**MATERIAL FOR THE TASK**
**********

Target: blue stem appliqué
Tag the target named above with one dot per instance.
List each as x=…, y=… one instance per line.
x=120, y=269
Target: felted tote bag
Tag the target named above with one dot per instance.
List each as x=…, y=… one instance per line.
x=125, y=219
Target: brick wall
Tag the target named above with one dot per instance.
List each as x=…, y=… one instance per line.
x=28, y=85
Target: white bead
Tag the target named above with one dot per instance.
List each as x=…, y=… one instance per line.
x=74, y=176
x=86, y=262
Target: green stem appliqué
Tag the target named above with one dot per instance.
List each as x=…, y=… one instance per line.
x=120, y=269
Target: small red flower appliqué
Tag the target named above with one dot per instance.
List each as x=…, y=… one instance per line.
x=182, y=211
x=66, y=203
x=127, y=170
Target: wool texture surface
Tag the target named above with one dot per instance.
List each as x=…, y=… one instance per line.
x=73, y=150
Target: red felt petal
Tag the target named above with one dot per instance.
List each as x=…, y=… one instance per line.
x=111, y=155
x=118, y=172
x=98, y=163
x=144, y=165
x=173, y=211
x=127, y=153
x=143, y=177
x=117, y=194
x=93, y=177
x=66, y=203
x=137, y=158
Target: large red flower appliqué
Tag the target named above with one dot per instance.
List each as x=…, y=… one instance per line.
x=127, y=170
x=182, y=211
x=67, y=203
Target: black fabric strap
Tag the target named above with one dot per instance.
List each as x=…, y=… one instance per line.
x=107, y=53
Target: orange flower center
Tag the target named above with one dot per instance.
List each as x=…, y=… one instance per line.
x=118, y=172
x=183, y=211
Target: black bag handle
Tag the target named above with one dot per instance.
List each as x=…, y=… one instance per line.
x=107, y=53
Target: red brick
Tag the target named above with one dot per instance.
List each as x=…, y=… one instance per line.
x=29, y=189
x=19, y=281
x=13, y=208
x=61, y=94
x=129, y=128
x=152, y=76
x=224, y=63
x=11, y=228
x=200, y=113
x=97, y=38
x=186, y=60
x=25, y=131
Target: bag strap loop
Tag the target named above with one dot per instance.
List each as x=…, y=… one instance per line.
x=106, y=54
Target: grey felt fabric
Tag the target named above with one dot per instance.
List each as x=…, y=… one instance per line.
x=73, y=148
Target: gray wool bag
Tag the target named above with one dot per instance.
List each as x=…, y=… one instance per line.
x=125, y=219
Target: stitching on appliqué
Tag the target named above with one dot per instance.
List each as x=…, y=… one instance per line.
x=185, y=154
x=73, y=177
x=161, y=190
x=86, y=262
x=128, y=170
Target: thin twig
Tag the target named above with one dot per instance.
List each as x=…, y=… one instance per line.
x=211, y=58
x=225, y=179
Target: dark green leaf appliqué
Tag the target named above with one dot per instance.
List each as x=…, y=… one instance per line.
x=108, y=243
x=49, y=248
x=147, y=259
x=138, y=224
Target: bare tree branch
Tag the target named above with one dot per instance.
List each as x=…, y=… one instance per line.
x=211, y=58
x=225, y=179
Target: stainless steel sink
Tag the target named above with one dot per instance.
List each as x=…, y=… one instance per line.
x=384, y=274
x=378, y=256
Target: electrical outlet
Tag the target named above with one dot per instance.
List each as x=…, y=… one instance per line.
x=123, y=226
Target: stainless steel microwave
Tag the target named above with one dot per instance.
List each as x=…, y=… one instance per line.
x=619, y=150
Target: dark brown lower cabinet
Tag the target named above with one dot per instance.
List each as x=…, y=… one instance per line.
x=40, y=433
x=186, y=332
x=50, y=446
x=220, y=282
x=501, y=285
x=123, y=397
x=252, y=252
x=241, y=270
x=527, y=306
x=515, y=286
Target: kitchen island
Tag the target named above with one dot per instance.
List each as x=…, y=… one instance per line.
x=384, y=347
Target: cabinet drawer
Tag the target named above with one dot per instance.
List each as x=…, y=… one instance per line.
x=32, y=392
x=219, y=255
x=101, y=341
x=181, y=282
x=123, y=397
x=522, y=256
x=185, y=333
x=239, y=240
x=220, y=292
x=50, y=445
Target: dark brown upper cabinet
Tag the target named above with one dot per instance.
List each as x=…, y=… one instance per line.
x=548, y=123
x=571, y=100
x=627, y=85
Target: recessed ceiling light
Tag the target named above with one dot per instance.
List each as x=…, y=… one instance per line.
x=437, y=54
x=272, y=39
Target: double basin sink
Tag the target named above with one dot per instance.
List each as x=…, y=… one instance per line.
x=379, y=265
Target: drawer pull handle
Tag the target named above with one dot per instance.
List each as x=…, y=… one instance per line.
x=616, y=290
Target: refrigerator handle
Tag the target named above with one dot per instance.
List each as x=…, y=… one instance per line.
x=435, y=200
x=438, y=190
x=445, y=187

**********

**INSTRUCTION**
Convert every item above into a two-column CSV with the headers item_text and answer, one row per item. Put each item's text and its answer in one quoted field apiece, with line breaks replaced by spaces.

**RESPONSE TO THIS TASK**
item_text,answer
"Target: blue stem appliqué Tag the target named above with one dot per instance. List each as x=…, y=… one instance per line.","x=120, y=269"
"Target: felted tote bag Tag the target named above with one dot per instance. List each as x=…, y=… one instance per line.","x=125, y=219"
"Target: brick wall Tag the target named above with one dot per instance. List each as x=…, y=… one instance per line.","x=28, y=85"
"Target: white bead Tag the target named above with one dot per instance. List each as x=…, y=… one instance per line.","x=74, y=176 x=86, y=262"
"Target: green stem appliqué Tag the target named above with one dot per instance. List each as x=…, y=… one instance per line.","x=120, y=269"
"Target: small red flower appliqué Tag the target named above with one dot per instance. List each as x=…, y=… one instance per line.","x=182, y=211 x=66, y=203 x=127, y=170"
"Target: wool texture surface Tag the target named above with one dot per instance. List each as x=…, y=… one instance per line.","x=73, y=150"
"Target: red felt petal Tag the target named above with one dot per instance. List each as x=…, y=… one instance per line.","x=111, y=155 x=118, y=172 x=98, y=163 x=144, y=165 x=173, y=211 x=127, y=153 x=143, y=177 x=117, y=194 x=93, y=177 x=66, y=203 x=137, y=158"
"Target: large red flower appliqué Tag the target named above with one dot per instance. List each as x=…, y=… one instance per line.","x=127, y=170 x=182, y=211 x=67, y=203"
"Target: black fabric strap Tag the target named above with one dot per instance. List each as x=…, y=… one instance per line.","x=107, y=53"
"Target: orange flower center Tag the target named above with one dot per instance. List each as x=…, y=… one instance per line.","x=118, y=172 x=183, y=211"
"Target: black bag handle Tag the target named above with one dot per instance. List each as x=…, y=… one instance per line.","x=107, y=53"
"Target: red brick Tag the target named above with one dot per instance. List each as x=…, y=… one instance per line.","x=29, y=189 x=19, y=281 x=13, y=208 x=61, y=94 x=129, y=128 x=152, y=76 x=224, y=63 x=11, y=228 x=200, y=113 x=97, y=38 x=186, y=60 x=25, y=131"
"Target: bag strap loop Tag the target named above with one dot per instance. List each as x=…, y=… one instance per line.","x=106, y=54"
"Target: grey felt fabric Tag the target named above with one dot per instance. List each as x=…, y=… one instance per line.","x=73, y=148"
"Target: gray wool bag Tag the target named above with one dot per instance. List each as x=…, y=… one instance per line.","x=125, y=219"
"Target: stitching on appliqué Tag the target named above with one dot per instance. List each as x=…, y=… one instance per line.","x=185, y=154 x=73, y=177 x=161, y=190 x=86, y=262 x=128, y=170"
"Target: thin twig Tag the target named above with one dot per instance. List each as x=…, y=… one instance per line.","x=211, y=58 x=225, y=179"
"Target: dark green leaf appliqué Tag the target named above with one dot per instance. List each as x=…, y=… one instance per line.","x=108, y=243 x=49, y=248 x=147, y=259 x=138, y=224"
"Target: bare tree branch Tag the target named above with one dot per instance. List each as x=…, y=… one instance per line.","x=211, y=58 x=225, y=179"
"Target: stainless steel sink Tag the target named above with one dot per instance. List each as x=…, y=… one instance per line.","x=384, y=274 x=378, y=256"
"Target: electrical outlet Tag the target named above with one dot per instance. List each as x=…, y=… one instance per line.","x=123, y=226"
"Target: stainless steel microwave Tag the target named above with one dot per instance. List each as x=…, y=… one instance per line.","x=619, y=150"
"Target: dark brown lower cabinet Tag the target named above with one dot per instance. List each as x=…, y=… one instance per line.","x=40, y=433 x=186, y=332 x=50, y=446 x=220, y=282 x=501, y=285 x=123, y=397 x=252, y=252 x=241, y=270 x=527, y=306 x=515, y=286"
"Target: kitchen island Tag the target named above with one dot per instance. List each as x=…, y=… one instance per line.","x=384, y=347"
"Target: cabinet drawer Tag the target named above with one dot per instance. List each as x=…, y=… one instance per line.","x=32, y=392 x=219, y=255 x=101, y=341 x=181, y=282 x=123, y=397 x=522, y=256 x=185, y=333 x=239, y=240 x=220, y=292 x=50, y=445"
"Target: dark brown upper cabinet Tag the target named above with one dot per instance. List each as x=…, y=… one instance per line.","x=548, y=123 x=571, y=100 x=627, y=85"
"Target: recessed ceiling light Tag the target named above with one dot per instance. List each as x=…, y=… one instance per line.","x=437, y=54 x=272, y=39"
"Target: double basin sink Tag the target named above with one dot per instance. List each as x=…, y=… one instance per line.","x=379, y=265"
"Target: drawer pull handle Tag the target named above with one dot per instance. List each as x=…, y=… one instance per line.","x=616, y=290"
"Target: refrigerator handle Tag the target named above with one dot per instance. List each as x=…, y=… one instance per line.","x=435, y=200 x=438, y=190 x=445, y=187"